### Source extract ###

Case Information
UNITED STATES DISTRICT COURT
NORTHERN DISTRICT OF CALIFORNIA AMOS JONES, Case No. 24-cv-07095-JSC Plaintiff, ORDER OF DISMISSAL v. EDWARD J. BORLA, Defendant. INTRODUCTION
Plaintiff, a California prisoner who is proceeding without representation by an attorney, filed this civil rights action under 42 U.S.C. § 1983 against Defendant Edward J. Borla, the Acting Warden of the California Training Facility (“CTF”) at the time of the events alleged in the complaint. Plaintiff claims Defendant violated his Eighth Amendment rights and was negligent under state law by failing to provide portable toilets for inmates during a power outage. Plaintiff’s application to proceed in forma pauperis is granted in a separate order. For the reasons explained below, the federal claim is dismissed for failure to state a claim capable of judicial determination, and the state law claim is dismissed without prejudice to filing in state court.

### Data for analysis ###

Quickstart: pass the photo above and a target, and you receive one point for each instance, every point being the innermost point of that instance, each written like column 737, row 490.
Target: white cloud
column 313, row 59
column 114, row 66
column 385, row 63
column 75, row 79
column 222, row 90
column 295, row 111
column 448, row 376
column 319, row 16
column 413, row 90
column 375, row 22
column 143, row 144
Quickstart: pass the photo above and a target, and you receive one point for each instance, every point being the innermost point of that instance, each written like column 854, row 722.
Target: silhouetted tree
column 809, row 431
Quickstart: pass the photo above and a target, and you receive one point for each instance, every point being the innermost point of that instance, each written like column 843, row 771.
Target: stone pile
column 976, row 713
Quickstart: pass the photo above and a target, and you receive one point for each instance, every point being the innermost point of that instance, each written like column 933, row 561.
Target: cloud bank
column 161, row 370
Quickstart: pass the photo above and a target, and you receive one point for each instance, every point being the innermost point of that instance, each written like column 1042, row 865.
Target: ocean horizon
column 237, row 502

###

## Exercise instructions
Using the court order above, answer:
(a) What position did Edward J. Borla hold at the time of the events alleged?
(b) What does the plaintiff say the defendant failed to provide during the power outage?
(c) How is the state law claim disposed of?

## Solution for this task
(a) Acting Warden of the California Training Facility ("CTF")
(b) Portable toilets for inmates
(c) It is dismissed without prejudice to filing in state court.